-- PROBLEM REQUIREMENTS --
Copy the stretch from the line containing "For each instance of the farm road, set" through the end of the material below, requests included. Scale each point coordinate in the answers by 2.6, rounding to whole numbers with halves going up.

-- Location labeling records --
◆ ◆ ◆ ◆ ◆ ◆ ◆

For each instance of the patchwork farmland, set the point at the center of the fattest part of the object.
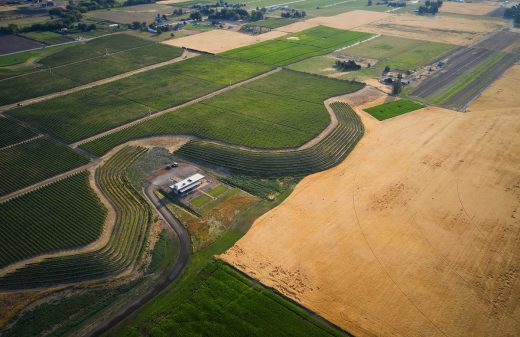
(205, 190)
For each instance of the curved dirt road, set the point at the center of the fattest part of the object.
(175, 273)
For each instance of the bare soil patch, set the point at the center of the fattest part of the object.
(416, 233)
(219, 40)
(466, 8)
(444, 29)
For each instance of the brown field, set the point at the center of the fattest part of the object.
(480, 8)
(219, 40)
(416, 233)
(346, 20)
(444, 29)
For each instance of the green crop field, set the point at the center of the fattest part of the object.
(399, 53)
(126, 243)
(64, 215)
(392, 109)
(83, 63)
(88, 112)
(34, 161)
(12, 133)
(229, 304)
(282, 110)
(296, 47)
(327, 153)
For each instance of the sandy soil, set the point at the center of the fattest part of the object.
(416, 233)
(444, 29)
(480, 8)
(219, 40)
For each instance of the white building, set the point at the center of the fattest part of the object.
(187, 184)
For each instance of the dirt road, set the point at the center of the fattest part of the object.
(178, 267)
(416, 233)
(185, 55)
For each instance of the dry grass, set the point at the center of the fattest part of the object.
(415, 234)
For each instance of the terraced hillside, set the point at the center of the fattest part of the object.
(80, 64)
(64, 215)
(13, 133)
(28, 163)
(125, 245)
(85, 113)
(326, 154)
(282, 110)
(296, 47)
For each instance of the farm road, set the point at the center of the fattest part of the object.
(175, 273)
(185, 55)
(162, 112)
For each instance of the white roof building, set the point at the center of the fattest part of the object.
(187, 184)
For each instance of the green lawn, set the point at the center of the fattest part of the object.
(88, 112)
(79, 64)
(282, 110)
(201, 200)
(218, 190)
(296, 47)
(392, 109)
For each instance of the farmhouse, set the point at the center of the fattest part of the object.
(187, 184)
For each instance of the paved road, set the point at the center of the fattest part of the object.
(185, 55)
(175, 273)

◆ ◆ ◆ ◆ ◆ ◆ ◆

-- FULL ANSWER --
For each instance of the farm road, set the point at the center of the fattest part of the object.
(455, 710)
(481, 143)
(421, 291)
For each instance of the white roof building, set the point at the center of the fattest part of the object.
(486, 478)
For each instance of the green lawn, set the point at the center of the fattest part of the object.
(229, 291)
(205, 166)
(733, 286)
(523, 520)
(567, 494)
(770, 122)
(1019, 283)
For each instance of the farmhouse, set the point at the center of the fattest part of the object.
(486, 478)
For each instance of the paved road, set the point at the center of the fattest part of the object.
(481, 143)
(455, 710)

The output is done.